# STUDY TEXT
• • •

Why are culturally stereotypical behaviors so tolerated?

Nurses Professionalism

Published

At a new job and once again I am seeing, seemingly for the umpteenth time, some very negative, destructive and disruptive behavior being displayed by a predominantly representative cultural group.

Before you all jump down my throat screaming racism, let's be real here. I'm well aware *anyone* is capable of negative behavior. I'm well aware all groups, ethnic, cultural, socioeconomic, what-have-you, have their weaknesses and foibles. I am a member of a marginalized ethnic group myself. I'm not a bigot. I'm not intolerant or anti-immigrant. I'm a big fat brown leftist. I love the melting pot and the rainbow coalition as much as any dumb liberal, I am not special.

But why....WHY do I consistently see the same group of people seemingly causing so much trouble and heartache in the nursing profession? Over and over I see it demonstrated again, across environments and specialties. For years!!! The drama. The soap operas. The back stabbing. The trash talking. The secrets. The cliques. The passive aggressiveness. The insults. The mind games. The personality conflicts. The abuse of power. The speaking of languages other than English in front of co-workers, patients and families who don't understand. The rudeness!!!!

• • •

# COMPLETE THE FOLLOWING
- A) In the nursing post, list the adjectives the writer uses to describe the behavior in the sentence beginning "At a new job".
- B) Continue the post about workplace behavior in nursing from where it stops.
The data below comes from a separate source and is unrelated to the nursing post.

# Extracted records
• • •

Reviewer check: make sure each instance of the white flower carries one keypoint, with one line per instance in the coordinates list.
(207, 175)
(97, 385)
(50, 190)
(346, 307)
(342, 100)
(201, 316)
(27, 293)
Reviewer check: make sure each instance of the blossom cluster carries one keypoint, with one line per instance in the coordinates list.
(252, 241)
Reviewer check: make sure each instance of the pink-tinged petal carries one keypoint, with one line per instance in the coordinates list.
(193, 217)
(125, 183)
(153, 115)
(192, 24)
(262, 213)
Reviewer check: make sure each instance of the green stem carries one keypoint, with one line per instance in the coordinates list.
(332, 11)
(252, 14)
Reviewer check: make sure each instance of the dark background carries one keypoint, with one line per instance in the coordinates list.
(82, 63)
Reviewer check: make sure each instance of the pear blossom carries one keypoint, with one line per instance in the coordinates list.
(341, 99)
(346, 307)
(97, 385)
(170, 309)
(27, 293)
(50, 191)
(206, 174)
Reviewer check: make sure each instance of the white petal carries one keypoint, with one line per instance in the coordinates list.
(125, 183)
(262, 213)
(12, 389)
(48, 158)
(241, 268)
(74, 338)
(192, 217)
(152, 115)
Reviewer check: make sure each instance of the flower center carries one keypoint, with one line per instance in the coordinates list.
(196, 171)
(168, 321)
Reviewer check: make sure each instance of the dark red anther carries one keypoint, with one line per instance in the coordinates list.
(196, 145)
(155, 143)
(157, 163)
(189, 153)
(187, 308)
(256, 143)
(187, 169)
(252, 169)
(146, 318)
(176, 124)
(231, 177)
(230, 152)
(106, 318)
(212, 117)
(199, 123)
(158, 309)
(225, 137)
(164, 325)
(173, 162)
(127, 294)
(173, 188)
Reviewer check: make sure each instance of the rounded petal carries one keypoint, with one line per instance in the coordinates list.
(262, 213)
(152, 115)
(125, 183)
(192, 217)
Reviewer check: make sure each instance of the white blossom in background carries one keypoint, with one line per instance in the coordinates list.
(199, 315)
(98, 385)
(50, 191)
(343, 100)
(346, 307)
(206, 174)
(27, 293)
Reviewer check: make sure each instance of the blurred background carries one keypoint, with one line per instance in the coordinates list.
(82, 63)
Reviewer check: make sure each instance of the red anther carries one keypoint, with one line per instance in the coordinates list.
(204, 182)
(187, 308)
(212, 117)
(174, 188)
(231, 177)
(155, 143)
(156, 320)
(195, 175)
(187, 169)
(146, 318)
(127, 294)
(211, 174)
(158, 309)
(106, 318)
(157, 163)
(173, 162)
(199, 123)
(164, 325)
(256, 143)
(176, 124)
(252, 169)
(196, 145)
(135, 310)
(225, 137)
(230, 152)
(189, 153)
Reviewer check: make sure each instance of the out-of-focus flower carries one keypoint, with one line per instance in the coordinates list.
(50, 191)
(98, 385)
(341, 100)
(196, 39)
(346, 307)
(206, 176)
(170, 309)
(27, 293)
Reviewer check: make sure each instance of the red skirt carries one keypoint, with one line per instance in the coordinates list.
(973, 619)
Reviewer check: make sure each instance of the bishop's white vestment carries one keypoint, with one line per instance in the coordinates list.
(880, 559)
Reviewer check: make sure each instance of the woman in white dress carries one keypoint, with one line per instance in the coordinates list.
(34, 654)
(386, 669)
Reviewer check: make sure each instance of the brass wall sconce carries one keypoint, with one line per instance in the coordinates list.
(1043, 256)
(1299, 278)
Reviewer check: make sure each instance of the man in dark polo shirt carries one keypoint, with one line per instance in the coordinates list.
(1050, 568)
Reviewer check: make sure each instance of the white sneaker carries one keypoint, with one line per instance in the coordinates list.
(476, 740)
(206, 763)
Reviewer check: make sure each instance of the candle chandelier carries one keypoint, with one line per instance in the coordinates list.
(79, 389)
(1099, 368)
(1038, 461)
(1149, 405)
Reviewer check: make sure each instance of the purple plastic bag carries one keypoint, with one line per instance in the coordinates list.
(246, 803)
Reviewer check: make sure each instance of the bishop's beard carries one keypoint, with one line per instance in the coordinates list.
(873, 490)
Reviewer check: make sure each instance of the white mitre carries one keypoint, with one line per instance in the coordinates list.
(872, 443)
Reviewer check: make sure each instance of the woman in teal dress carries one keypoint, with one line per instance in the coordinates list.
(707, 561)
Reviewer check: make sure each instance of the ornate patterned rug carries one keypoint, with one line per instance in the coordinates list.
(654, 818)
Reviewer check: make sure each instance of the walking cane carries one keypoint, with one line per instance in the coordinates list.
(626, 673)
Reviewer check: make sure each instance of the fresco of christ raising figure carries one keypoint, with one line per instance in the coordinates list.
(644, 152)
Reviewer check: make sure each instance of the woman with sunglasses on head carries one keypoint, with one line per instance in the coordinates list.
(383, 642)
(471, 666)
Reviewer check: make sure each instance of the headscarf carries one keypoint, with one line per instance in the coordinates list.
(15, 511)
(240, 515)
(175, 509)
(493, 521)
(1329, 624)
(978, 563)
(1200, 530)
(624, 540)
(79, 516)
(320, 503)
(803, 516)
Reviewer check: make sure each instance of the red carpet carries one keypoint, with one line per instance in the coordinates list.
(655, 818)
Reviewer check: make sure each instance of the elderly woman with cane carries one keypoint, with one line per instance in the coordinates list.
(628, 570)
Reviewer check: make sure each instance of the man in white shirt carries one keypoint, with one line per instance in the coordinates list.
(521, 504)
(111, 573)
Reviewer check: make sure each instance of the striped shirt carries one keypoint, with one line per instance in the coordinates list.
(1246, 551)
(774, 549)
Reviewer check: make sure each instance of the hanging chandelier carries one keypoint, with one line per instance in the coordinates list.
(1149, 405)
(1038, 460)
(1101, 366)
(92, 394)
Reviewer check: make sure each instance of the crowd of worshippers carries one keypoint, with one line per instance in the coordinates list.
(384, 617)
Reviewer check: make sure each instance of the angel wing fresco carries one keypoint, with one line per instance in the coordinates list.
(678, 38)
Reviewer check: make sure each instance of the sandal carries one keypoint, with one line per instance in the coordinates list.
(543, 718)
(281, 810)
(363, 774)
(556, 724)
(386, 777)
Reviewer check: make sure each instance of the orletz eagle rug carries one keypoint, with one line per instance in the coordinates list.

• • •

# RESPONSES PER TASK
- A) negative, destructive, disruptive

- B)
And this is from people who are intelligent, educated and articulate citizens of society!

I am fed up with how pervasive this behavior has become. It has become so commonplace that the detrimental affects of it are now just accepted, tolerated.....and in some workplaces......embraced........

Don't people see what stereotypes they are? Is there no reflection? Why is this so difficult to talk about without it erupting into emotional and accusatory conflict?

Specializes in NICU, PICU, Transport, L&D, Hospice.
Yes you do

Neener neener neeeeeener

What does this mean?

Specializes in CCM, PHN.

It means lighten up! It means laugh, it's just a joke.